Text extract.
________

# RIPPMODS US R33GTR Spec V Done



## RIPPMODS (Apr 11, 2006)

So after sevral months of building and waiting and waiting ..... and waiting I finally got my project going in a direction. It.s not done but it's on its way, here are a few shots of the car in it's current state. 










*Engine:*
Greddy TD05-16G's
Greddy tubular exhaust manifold 
Greddy 51mm waste gate
Greddy fuel rail
Greddy Oil filter re-location 
Grex Oil cooler 
Greddy timing belt
Greddy metal intake gaskets
RIPP Power Steering reservoir 
RIPP Boost cooler (methanol/water injection system)
4" radiator
FAL Coolant fan 
N1 Nismo water pump 
Amsoil coolant 
Tial Blow Off Valve
ARC Front mount
Apexi N1 exhaust 
Tomei PONCAM's 
Tomei cam gears










*Supension:* 
Grex Coil over suspension 
Gullflame 18X10 wheels 
BF Goodrich 255-40-18 tires 










*Transmissnion:*
Exceedy triple plate clutch
Nismo clutch master cylinder 
Nismo short shift kit
Castrol hydraulic fluids 
Carbon Fiber 1 PIECE Drive shaft 










*Fuel:*
RC 750cc injectors 
Aeroquip fuel filter 
Walboro fuel pump
-6 Fuel Feed line
-4 return line 
Aeromotive Fuel pressure regulator 
Aeroquip Fuel pressure lines
Earls fittings










*Exterior:*
Carbon Kevlar hood 
PIAA Lights 










*Interior:*
MOMO Corsa Pedals 
Sparco Leather Turino Seats (Matching Baby seat)

________

Region labeling data:
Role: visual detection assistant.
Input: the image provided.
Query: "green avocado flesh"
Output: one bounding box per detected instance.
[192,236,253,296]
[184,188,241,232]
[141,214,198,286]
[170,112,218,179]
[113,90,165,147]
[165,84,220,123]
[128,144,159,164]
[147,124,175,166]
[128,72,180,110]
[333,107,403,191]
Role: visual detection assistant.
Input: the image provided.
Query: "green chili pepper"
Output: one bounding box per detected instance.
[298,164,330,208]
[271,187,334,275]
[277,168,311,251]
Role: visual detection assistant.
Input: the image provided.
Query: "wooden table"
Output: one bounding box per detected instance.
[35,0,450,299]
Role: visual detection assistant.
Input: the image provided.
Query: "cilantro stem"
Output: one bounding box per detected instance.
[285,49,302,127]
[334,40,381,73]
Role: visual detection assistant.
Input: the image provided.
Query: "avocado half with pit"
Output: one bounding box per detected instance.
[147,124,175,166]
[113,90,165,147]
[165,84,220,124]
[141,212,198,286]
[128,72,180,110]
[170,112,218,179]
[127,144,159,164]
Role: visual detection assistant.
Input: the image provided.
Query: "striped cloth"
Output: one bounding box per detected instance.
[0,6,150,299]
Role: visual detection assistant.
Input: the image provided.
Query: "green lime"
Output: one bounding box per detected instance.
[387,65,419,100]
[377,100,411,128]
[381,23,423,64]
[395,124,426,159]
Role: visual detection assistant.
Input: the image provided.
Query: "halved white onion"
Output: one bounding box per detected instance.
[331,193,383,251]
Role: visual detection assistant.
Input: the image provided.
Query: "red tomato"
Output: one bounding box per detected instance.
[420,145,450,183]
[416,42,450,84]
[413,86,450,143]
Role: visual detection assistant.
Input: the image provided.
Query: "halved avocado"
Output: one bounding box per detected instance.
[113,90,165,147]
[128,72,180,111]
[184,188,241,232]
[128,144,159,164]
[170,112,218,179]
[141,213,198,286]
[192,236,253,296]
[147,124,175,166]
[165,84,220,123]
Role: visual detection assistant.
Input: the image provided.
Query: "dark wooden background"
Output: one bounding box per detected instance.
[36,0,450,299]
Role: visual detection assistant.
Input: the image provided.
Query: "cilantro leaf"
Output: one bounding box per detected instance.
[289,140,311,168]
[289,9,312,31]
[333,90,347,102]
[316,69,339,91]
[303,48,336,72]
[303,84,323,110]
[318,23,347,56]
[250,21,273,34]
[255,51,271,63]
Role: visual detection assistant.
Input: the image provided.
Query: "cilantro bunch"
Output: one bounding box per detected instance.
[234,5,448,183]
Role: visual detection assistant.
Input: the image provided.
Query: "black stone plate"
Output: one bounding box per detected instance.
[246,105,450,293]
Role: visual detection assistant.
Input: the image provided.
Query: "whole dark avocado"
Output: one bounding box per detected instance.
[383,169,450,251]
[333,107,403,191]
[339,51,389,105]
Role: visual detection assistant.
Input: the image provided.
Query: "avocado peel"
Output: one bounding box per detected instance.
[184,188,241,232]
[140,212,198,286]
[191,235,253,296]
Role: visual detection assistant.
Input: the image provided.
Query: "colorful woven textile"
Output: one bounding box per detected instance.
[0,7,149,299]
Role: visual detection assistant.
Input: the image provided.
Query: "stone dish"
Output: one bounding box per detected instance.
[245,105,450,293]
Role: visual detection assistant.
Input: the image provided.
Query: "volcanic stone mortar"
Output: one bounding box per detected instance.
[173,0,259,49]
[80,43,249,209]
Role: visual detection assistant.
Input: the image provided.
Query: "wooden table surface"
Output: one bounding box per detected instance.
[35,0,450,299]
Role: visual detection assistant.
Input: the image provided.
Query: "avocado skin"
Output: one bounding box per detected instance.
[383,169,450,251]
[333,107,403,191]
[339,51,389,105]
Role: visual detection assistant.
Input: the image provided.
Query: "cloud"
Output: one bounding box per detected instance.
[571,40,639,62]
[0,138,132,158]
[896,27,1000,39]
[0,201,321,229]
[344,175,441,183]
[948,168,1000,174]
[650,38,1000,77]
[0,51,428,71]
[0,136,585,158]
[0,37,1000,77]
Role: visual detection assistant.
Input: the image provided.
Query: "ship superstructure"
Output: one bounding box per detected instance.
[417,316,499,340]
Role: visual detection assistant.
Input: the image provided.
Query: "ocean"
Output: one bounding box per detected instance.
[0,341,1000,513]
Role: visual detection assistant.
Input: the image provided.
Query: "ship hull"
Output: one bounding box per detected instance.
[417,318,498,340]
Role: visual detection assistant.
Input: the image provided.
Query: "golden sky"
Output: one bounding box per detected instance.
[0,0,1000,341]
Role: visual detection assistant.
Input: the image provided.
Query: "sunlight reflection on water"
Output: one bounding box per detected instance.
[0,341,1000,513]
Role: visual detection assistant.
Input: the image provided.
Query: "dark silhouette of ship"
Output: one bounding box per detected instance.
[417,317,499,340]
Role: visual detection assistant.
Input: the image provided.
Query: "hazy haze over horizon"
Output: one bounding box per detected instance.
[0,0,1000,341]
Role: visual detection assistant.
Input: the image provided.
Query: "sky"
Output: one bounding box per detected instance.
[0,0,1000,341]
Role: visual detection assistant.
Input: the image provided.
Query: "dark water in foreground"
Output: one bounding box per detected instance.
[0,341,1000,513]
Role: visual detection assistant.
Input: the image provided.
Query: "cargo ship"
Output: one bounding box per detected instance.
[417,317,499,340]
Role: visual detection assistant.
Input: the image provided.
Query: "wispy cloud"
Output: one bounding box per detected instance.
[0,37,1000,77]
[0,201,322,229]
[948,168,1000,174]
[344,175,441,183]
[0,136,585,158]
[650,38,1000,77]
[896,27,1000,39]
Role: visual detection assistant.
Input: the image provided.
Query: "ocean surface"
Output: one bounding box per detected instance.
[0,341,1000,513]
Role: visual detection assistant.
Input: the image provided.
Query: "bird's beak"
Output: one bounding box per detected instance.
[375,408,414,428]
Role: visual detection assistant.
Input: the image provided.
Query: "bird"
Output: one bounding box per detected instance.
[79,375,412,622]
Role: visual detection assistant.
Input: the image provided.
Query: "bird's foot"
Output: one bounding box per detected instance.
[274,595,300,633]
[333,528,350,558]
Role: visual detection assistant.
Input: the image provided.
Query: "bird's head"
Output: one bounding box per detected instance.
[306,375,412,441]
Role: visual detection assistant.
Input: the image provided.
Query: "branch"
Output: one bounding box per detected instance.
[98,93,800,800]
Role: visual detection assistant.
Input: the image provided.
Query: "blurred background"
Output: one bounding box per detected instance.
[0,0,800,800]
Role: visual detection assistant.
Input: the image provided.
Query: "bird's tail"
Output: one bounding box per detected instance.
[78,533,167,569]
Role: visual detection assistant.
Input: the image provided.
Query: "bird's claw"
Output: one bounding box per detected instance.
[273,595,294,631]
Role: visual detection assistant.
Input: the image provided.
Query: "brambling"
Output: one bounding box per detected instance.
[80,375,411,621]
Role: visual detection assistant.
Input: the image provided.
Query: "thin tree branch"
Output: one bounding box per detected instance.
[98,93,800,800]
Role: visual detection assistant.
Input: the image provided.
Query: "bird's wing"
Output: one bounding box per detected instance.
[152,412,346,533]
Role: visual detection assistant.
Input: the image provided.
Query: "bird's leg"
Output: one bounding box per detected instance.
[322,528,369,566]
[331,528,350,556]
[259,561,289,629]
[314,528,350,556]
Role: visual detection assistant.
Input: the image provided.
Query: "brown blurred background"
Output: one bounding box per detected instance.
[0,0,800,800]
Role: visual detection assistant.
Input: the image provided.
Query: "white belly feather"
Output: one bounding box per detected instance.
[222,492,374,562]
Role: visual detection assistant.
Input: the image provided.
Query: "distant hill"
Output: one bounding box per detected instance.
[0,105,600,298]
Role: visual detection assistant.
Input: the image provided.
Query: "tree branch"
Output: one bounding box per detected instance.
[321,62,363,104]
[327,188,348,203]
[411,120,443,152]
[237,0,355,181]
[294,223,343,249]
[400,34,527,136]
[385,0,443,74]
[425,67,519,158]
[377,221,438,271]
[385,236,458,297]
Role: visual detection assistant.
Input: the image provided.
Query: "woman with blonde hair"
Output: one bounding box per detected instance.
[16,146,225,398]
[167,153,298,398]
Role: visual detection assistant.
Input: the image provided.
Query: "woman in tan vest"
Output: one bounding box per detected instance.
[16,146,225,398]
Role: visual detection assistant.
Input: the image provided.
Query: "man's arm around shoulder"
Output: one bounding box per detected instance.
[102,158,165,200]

________

Aim 1. Which brand of coil-over suspension does the car build post list?
Aim 2. Output the section of the car build post starting at "# RIPPMODS US" and ending at "it's current state.".
Aim 3. What parts appear under the transmission heading in the car build post?

Expected answer 1. Grex

Expected answer 2.
# RIPPMODS US R33GTR Spec V Done



## RIPPMODS (Apr 11, 2006)

So after sevral months of building and waiting and waiting ..... and waiting I finally got my project going in a direction. It.s not done but it's on its way, here are a few shots of the car in it's current state.

Expected answer 3.
Exceedy triple plate clutch
Nismo clutch master cylinder
Nismo short shift kit
Castrol hydraulic fluids
Carbon Fiber 1 PIECE Drive shaft